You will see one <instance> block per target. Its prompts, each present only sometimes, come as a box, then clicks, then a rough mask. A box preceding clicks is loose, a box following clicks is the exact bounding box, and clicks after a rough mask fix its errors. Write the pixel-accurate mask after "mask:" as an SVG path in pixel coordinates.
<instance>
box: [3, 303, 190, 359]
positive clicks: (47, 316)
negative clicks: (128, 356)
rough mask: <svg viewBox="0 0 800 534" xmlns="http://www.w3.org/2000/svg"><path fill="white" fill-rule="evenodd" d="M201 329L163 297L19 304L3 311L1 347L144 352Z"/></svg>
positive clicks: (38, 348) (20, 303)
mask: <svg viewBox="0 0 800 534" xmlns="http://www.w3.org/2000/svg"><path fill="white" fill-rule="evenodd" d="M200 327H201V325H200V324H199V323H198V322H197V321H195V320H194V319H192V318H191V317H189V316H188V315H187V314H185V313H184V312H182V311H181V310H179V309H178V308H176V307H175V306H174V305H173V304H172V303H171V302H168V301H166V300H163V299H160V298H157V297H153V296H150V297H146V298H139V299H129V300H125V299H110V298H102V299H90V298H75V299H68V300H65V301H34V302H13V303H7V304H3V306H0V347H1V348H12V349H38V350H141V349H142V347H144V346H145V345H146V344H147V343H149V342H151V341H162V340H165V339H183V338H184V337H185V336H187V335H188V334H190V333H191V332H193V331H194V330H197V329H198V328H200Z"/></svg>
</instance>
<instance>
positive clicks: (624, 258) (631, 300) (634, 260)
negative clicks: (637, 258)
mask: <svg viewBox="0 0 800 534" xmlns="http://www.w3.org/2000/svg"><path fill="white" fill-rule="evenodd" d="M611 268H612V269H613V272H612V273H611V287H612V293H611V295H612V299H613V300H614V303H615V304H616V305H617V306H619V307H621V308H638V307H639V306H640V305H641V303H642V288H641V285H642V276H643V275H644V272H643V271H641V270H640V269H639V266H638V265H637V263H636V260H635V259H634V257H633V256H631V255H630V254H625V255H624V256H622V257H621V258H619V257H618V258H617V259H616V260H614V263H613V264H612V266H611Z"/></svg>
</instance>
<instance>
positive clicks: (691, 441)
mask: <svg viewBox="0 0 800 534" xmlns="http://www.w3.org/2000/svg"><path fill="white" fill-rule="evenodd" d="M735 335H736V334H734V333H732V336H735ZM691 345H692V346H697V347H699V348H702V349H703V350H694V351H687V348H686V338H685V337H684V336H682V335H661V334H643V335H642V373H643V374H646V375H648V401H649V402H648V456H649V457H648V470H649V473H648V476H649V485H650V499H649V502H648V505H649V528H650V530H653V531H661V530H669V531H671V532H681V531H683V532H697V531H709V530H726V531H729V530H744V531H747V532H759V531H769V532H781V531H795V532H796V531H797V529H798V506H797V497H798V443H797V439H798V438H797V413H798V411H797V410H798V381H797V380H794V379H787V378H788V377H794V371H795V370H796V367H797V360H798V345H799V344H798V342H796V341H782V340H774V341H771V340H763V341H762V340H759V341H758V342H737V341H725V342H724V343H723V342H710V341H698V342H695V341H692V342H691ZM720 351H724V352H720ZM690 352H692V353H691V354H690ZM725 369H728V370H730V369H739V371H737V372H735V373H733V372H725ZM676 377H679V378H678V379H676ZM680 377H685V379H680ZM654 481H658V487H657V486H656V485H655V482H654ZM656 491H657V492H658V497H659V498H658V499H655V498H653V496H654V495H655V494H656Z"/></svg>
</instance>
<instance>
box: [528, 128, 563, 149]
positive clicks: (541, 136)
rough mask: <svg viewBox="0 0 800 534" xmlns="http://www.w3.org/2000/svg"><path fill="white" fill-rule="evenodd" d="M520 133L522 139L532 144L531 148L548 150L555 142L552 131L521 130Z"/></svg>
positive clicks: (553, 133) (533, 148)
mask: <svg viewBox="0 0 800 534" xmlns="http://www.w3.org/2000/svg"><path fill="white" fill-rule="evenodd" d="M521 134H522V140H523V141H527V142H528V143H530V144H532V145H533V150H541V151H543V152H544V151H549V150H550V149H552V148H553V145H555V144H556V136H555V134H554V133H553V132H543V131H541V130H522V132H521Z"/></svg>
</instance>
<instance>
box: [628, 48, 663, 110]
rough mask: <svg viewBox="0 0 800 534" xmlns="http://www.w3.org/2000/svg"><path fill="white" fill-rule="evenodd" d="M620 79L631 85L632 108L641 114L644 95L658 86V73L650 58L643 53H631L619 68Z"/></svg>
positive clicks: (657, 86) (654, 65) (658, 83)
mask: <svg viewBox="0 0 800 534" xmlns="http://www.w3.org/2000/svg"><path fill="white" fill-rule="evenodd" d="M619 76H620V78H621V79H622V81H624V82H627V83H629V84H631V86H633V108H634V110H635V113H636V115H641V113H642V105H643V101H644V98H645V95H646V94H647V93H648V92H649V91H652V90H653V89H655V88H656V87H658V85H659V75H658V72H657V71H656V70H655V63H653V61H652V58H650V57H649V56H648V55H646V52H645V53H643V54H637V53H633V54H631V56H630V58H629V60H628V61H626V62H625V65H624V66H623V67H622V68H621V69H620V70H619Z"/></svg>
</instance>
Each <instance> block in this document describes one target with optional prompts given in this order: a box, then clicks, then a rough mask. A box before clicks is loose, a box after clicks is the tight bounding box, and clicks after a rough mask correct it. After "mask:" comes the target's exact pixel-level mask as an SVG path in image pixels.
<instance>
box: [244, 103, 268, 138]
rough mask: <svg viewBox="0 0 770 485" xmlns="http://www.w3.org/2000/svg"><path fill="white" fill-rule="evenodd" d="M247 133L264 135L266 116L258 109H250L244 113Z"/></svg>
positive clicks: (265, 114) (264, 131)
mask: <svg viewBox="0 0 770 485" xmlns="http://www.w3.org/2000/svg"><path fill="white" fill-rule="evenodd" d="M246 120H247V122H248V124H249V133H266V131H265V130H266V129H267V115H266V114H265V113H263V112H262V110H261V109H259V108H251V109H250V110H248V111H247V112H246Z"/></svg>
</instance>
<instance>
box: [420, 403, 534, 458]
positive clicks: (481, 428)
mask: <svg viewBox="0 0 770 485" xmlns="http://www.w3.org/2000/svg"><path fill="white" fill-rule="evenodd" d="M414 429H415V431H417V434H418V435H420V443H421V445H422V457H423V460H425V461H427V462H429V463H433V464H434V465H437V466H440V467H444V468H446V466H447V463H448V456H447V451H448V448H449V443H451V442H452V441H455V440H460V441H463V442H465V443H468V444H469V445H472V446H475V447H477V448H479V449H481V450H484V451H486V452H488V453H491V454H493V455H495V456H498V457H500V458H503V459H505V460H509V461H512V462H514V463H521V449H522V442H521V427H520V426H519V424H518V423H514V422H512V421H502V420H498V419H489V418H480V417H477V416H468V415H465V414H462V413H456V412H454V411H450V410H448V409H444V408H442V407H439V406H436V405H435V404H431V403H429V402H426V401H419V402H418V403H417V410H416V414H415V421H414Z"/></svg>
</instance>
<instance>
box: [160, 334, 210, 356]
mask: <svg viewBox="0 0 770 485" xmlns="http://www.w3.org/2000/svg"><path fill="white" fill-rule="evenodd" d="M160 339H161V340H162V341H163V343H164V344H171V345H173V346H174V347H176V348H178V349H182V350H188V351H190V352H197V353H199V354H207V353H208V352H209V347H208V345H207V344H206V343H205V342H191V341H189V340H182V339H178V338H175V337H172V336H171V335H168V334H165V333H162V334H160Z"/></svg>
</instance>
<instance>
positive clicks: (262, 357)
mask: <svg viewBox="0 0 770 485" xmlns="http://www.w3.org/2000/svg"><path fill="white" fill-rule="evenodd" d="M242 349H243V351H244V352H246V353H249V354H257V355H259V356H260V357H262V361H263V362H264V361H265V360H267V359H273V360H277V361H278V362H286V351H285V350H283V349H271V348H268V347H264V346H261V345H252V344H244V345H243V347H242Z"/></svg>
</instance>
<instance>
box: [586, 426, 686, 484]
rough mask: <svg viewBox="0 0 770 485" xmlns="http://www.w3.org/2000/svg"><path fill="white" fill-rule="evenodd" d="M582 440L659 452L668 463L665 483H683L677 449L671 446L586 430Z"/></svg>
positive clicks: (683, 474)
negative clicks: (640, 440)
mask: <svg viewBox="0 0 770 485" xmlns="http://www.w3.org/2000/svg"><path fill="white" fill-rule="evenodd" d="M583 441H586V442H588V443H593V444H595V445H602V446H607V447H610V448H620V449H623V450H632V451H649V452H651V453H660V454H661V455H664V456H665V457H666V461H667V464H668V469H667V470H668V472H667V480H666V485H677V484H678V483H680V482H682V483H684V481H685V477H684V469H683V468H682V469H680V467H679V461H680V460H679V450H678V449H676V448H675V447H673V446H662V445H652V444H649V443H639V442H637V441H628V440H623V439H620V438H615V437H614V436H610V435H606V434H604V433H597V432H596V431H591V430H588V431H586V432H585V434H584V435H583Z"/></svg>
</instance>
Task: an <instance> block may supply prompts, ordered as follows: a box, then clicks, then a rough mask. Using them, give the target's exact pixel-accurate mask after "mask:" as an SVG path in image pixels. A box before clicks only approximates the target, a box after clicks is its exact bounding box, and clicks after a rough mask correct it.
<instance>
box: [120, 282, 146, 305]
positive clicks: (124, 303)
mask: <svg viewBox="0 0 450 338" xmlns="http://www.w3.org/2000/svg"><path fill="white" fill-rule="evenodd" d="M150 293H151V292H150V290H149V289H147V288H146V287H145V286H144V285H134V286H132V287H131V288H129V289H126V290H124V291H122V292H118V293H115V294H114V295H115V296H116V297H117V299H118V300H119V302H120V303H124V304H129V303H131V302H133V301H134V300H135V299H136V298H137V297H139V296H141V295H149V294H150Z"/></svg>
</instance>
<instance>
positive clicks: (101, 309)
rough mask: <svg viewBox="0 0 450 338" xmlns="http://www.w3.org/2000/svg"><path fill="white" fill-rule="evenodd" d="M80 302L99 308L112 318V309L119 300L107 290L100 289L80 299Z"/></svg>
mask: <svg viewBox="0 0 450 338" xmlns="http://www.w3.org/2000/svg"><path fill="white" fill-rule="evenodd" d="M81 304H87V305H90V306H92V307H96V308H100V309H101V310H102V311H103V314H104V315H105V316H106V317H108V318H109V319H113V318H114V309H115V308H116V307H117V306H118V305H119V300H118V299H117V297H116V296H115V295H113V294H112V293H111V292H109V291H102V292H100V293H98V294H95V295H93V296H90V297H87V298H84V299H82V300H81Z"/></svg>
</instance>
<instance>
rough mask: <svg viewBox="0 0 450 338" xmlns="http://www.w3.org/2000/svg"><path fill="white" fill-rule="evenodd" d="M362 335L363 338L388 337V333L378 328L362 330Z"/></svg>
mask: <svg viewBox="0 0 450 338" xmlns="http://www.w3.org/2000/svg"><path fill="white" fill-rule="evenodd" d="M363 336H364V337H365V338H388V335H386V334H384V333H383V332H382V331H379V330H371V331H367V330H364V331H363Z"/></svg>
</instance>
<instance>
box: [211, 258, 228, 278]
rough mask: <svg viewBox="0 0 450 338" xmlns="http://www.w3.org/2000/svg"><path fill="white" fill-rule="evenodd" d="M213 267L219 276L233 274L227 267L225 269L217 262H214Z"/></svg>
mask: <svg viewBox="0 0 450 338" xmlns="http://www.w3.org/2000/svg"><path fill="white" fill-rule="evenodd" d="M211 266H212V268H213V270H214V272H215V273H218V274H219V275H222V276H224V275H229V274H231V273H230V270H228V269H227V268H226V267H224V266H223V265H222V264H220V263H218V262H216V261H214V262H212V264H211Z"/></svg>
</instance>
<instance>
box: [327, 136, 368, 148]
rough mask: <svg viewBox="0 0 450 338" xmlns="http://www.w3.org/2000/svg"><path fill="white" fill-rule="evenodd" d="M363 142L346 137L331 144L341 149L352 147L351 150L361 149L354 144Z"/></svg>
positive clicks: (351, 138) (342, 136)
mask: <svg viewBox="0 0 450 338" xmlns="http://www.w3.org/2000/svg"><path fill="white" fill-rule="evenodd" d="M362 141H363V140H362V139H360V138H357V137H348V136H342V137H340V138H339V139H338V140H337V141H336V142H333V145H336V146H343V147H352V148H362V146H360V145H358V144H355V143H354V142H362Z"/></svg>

> **Aim of the exercise**: Go through the data and show each line that holds "only".

> **Result**:
You will see one <instance> block per target. Its prompts, each present only sometimes, come as a box, then clicks, then a rough mask. A box preceding clicks is loose, a box following clicks is the exact bounding box, and clicks after a rough mask fix its errors. Write the pixel-accurate mask after "mask:" as an SVG path in pixel coordinates.
Task: an <instance> block may supply prompts, ordered as follows: a box, then clicks, then a rough mask. Using them, give the target's exact pixel-accurate mask after "mask:" as an SVG path in image pixels. A box before clicks only approximates the target, a box after clicks is its exact bounding box, and clicks after a rough mask correct it.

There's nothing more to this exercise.